Problem statement: Lay out as a numbered list only the lines of the entries below that start with the line containing "the ship funnel" and go on through the line containing "[243,155,254,166]", with both of those lines included. Leave out any blank lines.

Available data:
BEGIN
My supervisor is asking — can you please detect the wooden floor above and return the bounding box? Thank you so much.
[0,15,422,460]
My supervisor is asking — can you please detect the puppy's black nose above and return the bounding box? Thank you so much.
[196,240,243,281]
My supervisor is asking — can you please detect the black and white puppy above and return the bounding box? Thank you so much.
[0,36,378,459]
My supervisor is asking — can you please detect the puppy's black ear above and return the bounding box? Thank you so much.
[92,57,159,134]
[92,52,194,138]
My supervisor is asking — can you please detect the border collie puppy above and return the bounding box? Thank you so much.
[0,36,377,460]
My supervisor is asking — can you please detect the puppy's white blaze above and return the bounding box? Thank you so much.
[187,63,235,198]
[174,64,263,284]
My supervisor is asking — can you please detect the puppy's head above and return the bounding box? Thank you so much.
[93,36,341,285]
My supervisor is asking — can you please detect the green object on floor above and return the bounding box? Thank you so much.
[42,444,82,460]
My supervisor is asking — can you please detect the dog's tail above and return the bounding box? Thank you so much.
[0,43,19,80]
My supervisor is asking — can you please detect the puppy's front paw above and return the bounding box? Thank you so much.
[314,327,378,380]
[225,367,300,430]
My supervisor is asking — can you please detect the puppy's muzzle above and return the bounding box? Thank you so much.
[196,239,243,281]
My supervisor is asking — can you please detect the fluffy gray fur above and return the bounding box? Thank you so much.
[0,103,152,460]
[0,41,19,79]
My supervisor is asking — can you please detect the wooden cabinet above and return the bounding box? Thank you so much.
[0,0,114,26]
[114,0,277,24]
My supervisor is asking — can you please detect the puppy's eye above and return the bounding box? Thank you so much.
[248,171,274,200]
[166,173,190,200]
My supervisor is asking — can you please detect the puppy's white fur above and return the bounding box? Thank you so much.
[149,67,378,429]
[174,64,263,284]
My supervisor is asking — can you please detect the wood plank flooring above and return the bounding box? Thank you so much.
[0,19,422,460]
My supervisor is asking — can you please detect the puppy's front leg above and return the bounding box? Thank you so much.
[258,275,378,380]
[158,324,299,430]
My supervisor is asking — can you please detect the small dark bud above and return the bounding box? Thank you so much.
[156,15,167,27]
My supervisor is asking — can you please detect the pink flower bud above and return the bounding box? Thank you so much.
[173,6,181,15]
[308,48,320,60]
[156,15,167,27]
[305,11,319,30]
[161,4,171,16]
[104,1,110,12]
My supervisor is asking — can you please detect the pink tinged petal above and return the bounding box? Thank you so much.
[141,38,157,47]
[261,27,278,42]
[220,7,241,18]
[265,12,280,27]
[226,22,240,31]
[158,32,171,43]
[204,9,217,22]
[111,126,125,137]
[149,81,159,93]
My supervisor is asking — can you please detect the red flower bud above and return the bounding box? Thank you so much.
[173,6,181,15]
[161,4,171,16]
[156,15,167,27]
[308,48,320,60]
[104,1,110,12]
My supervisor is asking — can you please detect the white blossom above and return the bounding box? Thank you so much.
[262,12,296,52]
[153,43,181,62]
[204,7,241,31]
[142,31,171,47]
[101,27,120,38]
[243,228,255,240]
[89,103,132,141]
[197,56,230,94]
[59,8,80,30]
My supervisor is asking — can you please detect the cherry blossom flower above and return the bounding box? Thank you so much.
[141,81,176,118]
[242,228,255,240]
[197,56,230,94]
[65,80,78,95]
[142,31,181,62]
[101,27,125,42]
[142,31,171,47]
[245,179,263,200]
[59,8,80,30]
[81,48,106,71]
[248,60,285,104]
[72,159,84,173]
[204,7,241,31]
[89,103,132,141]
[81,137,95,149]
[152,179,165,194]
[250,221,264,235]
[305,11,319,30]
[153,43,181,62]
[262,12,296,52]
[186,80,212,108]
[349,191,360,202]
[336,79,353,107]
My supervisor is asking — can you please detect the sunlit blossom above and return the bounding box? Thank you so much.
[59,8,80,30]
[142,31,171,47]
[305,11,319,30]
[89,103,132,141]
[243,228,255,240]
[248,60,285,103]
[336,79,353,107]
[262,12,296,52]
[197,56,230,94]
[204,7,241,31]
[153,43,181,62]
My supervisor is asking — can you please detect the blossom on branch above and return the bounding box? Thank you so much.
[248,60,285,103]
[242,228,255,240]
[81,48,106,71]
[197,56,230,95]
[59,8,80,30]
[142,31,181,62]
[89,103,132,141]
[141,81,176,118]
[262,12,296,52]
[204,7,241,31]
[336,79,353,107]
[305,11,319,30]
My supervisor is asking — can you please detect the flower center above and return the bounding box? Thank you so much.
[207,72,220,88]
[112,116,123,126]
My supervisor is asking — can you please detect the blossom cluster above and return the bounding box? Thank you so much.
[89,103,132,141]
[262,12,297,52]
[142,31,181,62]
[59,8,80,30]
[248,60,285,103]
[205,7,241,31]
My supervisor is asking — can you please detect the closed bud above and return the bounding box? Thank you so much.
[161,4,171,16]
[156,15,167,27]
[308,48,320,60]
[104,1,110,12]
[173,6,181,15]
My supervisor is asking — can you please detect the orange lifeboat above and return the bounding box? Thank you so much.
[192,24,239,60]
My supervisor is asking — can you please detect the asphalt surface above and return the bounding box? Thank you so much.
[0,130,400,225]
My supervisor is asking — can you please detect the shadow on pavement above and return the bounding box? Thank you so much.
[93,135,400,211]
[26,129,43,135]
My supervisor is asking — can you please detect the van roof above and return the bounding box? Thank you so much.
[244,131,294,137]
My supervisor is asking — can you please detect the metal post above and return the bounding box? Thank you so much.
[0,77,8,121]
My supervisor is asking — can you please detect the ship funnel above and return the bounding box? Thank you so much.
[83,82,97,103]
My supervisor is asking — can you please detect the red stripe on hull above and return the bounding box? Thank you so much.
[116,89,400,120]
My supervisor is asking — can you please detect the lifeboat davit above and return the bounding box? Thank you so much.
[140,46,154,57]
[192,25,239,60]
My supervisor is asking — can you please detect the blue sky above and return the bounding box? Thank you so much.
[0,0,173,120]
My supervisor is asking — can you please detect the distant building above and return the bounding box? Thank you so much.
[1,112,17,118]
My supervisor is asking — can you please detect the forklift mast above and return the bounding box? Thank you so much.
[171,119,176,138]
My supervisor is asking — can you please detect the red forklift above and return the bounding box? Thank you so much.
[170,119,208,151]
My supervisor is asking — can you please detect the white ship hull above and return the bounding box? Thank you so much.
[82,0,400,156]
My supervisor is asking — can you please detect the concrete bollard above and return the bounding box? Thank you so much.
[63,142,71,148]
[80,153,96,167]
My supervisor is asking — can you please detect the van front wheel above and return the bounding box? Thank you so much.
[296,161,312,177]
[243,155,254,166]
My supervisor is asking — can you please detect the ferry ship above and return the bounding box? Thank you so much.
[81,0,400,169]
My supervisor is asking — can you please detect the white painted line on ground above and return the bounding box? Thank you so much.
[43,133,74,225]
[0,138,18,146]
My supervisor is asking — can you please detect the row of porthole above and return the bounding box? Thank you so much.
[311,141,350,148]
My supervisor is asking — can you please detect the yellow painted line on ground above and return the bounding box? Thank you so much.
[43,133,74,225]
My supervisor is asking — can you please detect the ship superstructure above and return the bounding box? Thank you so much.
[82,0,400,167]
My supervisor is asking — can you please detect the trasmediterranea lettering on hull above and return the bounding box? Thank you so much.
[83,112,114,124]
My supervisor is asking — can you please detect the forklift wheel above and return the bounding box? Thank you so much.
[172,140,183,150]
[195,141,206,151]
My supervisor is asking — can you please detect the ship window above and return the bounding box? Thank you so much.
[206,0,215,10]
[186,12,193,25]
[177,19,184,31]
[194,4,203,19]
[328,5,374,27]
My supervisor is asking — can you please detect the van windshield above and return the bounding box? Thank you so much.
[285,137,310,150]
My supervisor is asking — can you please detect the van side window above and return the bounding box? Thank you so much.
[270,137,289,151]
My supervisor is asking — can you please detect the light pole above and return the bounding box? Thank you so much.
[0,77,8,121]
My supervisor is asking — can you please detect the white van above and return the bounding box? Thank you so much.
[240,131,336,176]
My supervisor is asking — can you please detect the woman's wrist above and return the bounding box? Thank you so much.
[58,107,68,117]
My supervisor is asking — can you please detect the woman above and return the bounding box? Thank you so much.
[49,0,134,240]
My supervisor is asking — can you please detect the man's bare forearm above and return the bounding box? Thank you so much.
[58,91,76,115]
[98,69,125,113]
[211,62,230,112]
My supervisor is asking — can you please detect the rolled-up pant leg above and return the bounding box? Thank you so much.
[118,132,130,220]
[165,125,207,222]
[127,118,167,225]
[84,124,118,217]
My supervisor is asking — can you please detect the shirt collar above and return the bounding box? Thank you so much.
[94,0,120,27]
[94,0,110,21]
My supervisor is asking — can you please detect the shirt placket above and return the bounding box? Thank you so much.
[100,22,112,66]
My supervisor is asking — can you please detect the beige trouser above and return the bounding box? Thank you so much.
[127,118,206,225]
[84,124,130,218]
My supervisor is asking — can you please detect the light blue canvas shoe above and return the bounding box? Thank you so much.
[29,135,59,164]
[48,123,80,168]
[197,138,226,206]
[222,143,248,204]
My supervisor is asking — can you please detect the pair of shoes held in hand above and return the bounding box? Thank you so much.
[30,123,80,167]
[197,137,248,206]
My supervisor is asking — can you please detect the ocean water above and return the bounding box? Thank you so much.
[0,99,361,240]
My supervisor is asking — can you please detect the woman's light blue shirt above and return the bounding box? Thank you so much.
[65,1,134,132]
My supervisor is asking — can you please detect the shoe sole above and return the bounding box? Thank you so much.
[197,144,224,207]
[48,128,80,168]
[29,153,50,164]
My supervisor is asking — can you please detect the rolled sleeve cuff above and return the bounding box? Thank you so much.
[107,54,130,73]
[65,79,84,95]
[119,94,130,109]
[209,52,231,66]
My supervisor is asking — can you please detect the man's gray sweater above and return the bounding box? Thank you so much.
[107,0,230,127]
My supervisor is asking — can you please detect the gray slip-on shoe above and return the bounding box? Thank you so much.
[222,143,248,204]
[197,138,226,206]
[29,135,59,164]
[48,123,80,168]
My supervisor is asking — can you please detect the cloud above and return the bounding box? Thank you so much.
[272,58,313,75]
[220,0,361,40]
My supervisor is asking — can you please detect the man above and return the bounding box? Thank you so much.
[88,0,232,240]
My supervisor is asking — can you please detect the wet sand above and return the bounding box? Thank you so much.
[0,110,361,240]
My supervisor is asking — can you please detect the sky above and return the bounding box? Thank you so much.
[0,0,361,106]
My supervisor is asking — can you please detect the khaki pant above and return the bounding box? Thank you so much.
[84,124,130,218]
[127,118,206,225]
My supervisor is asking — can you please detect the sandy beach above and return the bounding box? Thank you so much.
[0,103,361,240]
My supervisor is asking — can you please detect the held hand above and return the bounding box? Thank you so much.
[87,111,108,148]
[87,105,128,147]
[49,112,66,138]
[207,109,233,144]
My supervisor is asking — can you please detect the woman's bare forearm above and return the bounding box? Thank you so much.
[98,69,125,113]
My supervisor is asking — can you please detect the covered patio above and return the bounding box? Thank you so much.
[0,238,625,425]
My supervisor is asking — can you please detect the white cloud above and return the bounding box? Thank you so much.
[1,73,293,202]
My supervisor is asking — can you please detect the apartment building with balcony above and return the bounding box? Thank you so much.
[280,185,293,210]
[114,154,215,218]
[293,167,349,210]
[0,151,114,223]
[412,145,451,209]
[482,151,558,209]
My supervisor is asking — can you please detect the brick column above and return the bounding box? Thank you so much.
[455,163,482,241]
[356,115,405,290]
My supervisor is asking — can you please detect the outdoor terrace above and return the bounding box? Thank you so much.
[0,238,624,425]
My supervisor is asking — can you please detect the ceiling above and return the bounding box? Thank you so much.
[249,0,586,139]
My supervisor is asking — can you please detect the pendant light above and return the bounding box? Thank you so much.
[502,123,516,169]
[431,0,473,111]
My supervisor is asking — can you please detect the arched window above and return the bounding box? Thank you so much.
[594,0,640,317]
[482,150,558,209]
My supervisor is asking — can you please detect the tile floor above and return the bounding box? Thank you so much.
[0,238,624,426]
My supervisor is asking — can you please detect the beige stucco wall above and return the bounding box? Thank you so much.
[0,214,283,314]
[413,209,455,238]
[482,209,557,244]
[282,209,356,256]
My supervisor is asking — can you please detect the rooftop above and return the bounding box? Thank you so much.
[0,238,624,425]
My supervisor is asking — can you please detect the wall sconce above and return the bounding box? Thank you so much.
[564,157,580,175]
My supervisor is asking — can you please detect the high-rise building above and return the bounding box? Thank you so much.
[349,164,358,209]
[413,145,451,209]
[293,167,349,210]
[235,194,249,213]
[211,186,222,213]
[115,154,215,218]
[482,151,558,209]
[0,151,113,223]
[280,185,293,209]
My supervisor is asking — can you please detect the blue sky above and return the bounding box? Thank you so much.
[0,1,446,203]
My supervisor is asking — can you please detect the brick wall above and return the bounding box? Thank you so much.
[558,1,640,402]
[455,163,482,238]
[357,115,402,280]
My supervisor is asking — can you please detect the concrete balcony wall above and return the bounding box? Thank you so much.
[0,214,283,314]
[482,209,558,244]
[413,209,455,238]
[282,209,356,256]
END
Response to the task:
1. My supervisor is asking — can you please detect the ship funnel above and return the bounding box? Thank you so much.
2. [83,82,97,103]
3. My supervisor is asking — can you please detect the red stripe on hull above and return the bounding box? Thank you so much.
4. [116,89,400,120]
5. My supervisor is asking — can you please detect the lifeboat davit above and return the bounding box? Thank you so much.
6. [140,46,154,57]
7. [192,25,239,60]
8. My supervisor is asking — can you please detect the blue sky above and return the bounding box? Thank you so much.
9. [0,0,173,120]
10. My supervisor is asking — can you please detect the distant building above and return the bounding box? Thank you so much.
11. [1,112,17,118]
12. My supervisor is asking — can you please detect the forklift mast above and return the bounding box? Thank you so much.
13. [171,119,176,138]
14. My supervisor is asking — can you please detect the red forklift above and return the bounding box? Thank you so much.
15. [170,119,208,151]
16. My supervisor is asking — can you please detect the white ship hull above and return the bounding box? Thank you so much.
17. [82,0,400,156]
18. My supervisor is asking — can you please detect the concrete bollard above and return the bounding box? Thank you so much.
19. [63,142,71,148]
20. [80,153,96,167]
21. My supervisor is asking — can you please detect the van front wheel above and return the bounding box? Thank you so much.
22. [296,161,312,177]
23. [243,155,254,166]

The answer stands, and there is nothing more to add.